Travail demandé -> Pouvez-vous prolonger le texte sur les Naturiens à partir de sa dernière phrase ?

Texte de la page ->
※ ※ ※

Les Naturiens

Qui l’eût cru ? Voici que les phalanstériens renaissent. En province, dans certaines petites villes où le chemin de fer n’arrive pas, on trouve encore quelques jeunes gens exaltés par la lecture de Mürger et le souvenir de Saint-Simon : — ils se réunissent, forment une popote et partagent gaiement des joies médiocres. Cela nous fait rire.

Malgré cela, il ne faut se moquer qu’à demi des Naturiens. C’est une secte, encore ignorée du public, mais, qui fera parler d’elle. Peut-être, en flânant, avez-vous déjà remarqué aux devantures des libraires un journal illustré qui s’intitule pompeusement L’Etat naturel. C’est, l’organe des Naturiens. Les illustrations varient peu ; elles rappellent très exactement celles du Robinson Crusoé. Ici des couples sont nus sous un ciel ardent. Là, vêtus de peaux d’ours, chaussés de bottes grossières, et coiffés d’un bonnet en poil de lapin, ils raillent dans un paysage de neige et de glace la misère de l’homme moderne qui grelotte sous ses habits de drap lorsque le froid sévit. Ces dessins d’une facture âpre et les articles qui les accompagnent sont l’œuvre d’un dessinateur de talent, M. Gravelle, fondateur de la secte des Naturiens.

※ ※ ※

Matériel fourni ->
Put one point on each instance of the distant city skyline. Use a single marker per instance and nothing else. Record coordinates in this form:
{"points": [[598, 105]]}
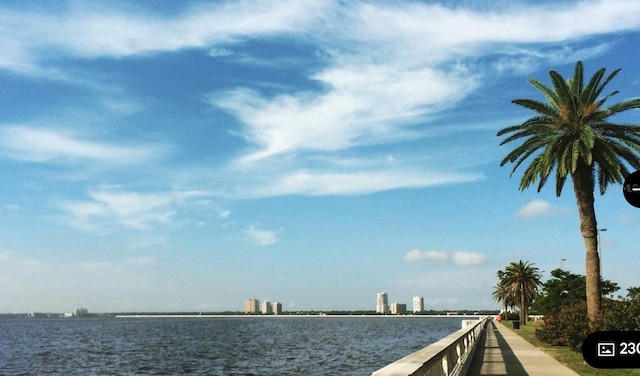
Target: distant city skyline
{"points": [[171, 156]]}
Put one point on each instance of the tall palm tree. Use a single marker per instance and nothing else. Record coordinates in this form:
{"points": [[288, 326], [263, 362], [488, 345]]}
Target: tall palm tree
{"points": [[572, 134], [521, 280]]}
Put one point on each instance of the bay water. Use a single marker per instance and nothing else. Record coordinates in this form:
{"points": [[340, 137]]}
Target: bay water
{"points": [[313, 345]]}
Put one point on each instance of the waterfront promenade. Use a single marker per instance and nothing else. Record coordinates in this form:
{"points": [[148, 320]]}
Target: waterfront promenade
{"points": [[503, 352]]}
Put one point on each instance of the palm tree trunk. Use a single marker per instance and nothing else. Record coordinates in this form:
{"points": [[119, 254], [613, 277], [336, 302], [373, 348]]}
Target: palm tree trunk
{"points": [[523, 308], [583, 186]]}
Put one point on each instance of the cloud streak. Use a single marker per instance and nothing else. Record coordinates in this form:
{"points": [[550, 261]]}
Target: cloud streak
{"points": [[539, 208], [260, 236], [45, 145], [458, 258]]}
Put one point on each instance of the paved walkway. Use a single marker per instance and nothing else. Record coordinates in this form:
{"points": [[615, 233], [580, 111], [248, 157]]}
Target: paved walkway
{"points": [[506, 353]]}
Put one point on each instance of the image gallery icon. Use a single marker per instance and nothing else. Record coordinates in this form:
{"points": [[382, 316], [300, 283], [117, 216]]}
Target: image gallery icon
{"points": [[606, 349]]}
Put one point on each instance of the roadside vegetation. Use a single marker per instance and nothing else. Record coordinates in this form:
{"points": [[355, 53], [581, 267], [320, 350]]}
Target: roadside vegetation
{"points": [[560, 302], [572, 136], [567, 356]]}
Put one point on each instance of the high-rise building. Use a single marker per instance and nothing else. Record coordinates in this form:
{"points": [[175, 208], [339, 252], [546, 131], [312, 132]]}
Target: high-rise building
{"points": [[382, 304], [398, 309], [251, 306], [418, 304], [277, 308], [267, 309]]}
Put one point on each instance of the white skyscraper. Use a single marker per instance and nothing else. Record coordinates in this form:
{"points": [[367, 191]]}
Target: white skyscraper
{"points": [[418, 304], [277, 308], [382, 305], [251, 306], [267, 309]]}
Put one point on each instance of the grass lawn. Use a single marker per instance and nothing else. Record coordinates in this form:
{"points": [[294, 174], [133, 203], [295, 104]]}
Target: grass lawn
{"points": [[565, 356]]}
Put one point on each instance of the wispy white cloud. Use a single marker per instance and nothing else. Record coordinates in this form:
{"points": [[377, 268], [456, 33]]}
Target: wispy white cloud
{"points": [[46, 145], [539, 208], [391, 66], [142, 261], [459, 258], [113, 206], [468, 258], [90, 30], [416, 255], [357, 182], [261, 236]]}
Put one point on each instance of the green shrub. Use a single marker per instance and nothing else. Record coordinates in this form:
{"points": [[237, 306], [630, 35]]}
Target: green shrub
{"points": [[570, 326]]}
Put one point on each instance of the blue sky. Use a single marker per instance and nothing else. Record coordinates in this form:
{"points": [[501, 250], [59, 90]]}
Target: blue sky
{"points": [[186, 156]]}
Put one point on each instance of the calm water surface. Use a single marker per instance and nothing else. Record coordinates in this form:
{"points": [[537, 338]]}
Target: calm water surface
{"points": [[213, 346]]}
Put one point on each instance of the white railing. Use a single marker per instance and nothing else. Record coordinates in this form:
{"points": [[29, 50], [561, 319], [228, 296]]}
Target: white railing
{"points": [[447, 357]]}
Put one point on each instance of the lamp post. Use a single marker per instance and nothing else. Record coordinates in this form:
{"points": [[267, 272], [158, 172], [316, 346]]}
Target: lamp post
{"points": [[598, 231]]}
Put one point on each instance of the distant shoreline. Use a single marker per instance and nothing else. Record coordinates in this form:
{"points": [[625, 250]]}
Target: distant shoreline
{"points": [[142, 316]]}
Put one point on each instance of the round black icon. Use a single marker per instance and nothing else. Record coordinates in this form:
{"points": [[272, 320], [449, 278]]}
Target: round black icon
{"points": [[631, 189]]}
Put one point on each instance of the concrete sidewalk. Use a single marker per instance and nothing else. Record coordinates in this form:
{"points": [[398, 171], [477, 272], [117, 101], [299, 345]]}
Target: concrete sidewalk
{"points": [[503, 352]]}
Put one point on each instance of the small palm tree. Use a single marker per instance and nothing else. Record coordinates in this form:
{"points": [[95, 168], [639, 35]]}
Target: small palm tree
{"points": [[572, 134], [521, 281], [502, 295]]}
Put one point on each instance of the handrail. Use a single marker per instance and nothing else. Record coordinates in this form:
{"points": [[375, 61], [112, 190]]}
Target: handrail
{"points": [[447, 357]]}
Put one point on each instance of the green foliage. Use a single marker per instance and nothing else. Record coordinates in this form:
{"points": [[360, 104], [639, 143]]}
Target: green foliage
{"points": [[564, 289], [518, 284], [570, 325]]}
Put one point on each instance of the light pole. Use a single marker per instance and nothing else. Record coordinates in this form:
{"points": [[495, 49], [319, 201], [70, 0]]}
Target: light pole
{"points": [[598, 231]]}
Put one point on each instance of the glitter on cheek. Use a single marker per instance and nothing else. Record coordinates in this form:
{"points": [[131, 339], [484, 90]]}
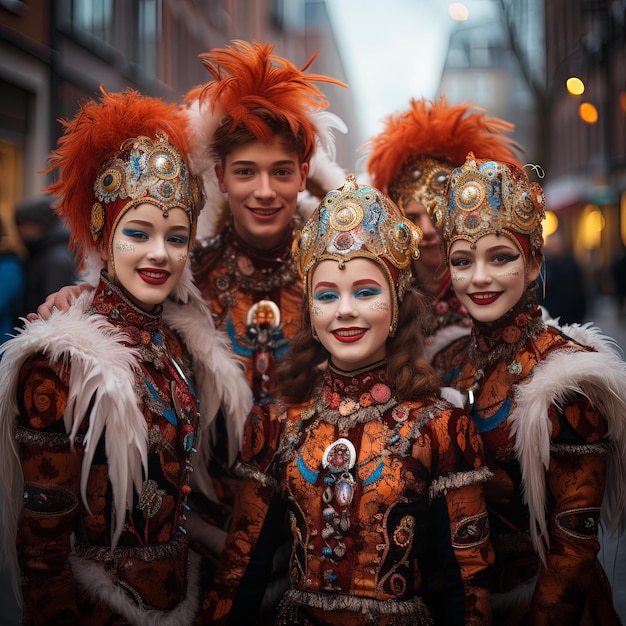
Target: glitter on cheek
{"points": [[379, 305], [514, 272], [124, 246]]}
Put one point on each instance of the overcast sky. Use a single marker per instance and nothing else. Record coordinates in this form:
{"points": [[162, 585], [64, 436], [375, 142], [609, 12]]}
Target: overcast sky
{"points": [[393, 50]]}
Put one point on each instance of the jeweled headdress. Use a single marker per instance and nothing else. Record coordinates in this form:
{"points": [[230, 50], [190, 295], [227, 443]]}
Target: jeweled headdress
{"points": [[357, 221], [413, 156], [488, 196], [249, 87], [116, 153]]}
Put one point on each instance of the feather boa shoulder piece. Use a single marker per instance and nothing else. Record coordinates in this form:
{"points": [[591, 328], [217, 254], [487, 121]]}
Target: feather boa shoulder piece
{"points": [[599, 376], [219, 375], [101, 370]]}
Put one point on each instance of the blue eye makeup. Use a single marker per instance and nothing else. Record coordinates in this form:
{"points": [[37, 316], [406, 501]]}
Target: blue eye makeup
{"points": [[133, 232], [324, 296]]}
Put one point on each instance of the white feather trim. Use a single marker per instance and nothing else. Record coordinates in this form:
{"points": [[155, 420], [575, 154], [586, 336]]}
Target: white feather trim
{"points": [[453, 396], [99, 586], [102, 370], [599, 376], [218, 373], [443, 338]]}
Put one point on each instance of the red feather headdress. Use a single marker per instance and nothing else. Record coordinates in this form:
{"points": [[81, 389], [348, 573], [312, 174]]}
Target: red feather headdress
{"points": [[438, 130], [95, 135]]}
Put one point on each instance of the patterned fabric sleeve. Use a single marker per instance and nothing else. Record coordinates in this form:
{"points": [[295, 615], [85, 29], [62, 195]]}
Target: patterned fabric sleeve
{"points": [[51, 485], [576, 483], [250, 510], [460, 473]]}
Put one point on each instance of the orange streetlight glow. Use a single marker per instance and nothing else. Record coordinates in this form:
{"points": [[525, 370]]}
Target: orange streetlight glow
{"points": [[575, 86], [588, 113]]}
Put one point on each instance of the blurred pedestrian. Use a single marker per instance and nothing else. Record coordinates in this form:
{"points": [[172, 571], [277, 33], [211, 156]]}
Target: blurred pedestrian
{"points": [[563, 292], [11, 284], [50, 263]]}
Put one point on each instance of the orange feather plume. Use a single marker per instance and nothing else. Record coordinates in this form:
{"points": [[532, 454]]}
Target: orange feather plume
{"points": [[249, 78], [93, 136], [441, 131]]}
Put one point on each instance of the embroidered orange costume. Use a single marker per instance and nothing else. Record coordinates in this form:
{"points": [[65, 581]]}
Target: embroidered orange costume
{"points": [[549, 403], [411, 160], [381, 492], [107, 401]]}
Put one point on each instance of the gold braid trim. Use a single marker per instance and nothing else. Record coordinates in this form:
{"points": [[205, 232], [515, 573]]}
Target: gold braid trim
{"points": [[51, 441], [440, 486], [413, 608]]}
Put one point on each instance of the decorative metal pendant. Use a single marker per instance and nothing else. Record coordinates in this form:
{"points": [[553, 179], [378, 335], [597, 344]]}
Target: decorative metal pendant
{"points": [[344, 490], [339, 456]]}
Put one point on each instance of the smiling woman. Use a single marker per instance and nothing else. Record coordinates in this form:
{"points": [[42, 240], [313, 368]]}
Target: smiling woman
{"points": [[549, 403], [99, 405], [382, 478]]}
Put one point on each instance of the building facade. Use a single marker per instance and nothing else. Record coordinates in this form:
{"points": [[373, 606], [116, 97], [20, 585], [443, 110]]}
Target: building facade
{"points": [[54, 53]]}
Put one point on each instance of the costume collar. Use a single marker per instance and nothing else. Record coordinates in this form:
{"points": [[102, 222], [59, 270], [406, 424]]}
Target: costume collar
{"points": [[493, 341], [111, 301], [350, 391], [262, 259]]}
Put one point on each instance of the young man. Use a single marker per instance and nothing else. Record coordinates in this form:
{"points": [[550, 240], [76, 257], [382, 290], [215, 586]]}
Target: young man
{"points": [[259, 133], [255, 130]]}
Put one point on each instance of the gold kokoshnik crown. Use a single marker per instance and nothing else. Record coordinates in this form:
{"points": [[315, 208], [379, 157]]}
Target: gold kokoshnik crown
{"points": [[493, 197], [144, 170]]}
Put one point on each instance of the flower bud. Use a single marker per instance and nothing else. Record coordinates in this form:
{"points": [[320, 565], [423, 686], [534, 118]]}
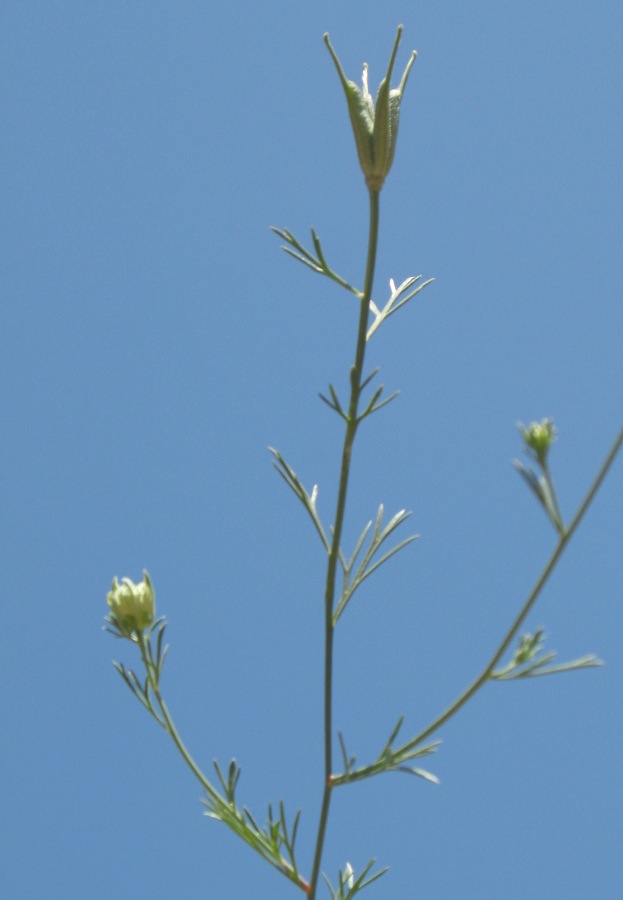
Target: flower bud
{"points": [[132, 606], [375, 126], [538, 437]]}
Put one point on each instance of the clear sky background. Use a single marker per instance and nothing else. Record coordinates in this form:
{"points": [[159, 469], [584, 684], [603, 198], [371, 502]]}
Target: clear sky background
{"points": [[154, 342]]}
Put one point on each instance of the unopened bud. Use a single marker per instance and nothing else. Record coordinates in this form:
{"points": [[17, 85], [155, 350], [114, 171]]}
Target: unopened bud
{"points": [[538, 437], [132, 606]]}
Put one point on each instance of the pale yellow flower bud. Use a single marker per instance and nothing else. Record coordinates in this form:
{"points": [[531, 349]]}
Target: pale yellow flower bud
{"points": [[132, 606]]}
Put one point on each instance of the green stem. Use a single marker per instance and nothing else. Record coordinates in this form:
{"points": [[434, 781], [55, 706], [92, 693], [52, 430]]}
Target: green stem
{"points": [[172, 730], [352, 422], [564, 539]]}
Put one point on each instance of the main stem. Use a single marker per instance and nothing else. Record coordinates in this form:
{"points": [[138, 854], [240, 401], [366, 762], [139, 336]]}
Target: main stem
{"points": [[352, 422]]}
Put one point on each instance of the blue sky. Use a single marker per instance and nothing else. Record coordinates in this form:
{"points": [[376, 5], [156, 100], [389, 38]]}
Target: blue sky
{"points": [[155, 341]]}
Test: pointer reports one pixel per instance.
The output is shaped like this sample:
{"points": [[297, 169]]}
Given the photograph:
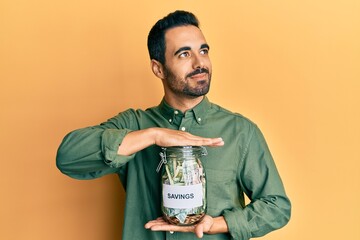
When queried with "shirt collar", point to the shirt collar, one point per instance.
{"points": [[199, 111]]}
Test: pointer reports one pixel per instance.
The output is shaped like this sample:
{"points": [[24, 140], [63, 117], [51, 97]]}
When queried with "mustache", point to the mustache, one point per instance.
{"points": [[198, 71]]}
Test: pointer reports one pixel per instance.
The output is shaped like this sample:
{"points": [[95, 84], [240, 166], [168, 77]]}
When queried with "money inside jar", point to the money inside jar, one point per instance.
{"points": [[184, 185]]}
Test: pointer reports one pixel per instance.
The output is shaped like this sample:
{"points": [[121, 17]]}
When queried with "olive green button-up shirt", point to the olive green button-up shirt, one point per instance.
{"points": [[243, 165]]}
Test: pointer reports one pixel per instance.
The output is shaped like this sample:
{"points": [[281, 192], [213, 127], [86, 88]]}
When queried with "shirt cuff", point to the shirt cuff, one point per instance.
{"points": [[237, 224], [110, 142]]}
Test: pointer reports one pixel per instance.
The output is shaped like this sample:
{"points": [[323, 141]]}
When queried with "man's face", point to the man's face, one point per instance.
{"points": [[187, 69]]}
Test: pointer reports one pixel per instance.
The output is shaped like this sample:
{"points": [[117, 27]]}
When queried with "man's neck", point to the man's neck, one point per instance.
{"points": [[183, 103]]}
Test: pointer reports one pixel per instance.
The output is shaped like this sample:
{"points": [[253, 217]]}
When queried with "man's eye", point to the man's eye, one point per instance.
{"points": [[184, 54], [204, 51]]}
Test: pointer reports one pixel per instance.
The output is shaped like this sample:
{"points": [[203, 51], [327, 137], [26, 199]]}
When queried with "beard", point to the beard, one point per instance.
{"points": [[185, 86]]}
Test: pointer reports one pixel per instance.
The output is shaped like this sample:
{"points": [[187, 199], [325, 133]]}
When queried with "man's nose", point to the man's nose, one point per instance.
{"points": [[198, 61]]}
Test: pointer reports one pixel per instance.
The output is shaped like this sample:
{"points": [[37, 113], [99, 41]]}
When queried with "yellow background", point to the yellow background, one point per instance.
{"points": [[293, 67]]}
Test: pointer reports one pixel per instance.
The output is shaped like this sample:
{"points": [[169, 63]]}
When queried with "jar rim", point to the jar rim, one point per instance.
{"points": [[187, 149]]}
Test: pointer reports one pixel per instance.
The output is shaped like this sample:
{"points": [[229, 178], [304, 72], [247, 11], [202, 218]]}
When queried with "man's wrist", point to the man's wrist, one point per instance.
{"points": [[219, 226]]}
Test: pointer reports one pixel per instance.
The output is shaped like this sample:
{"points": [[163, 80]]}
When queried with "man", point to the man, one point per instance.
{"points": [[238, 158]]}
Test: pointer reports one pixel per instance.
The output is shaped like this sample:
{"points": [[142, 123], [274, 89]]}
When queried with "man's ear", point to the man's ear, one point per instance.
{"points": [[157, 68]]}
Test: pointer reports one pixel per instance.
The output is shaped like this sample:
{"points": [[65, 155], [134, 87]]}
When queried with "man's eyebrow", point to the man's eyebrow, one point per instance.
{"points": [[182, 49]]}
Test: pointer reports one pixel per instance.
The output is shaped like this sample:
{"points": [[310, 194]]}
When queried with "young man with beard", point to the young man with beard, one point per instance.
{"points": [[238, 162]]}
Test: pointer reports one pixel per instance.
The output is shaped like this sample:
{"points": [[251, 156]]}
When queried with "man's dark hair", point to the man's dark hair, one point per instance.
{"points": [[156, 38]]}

※ ※ ※

Réponse ->
Son but? Vous l’avez deviné. Exciter l’homme à déserter les villes, à s’affranchir de toutes les servitudes, à suffire lui-même à tous ses besoins, à recommencer enfin, tout en profitant des découvertes et perfectionnements modernes, la libre vie à travers la monde de l’homme préhistorique. Mon Dieu oui ! Cela vous étonne peut-être ? M. Gravelle a la prétention de réformer nos mœurs et de suffire à tous ses besoins, même aux plus raffinés, loin de nos usines, de. nos fabriques et de nos magasins, confiant dans sa patience, son ingéniosité, sa foi.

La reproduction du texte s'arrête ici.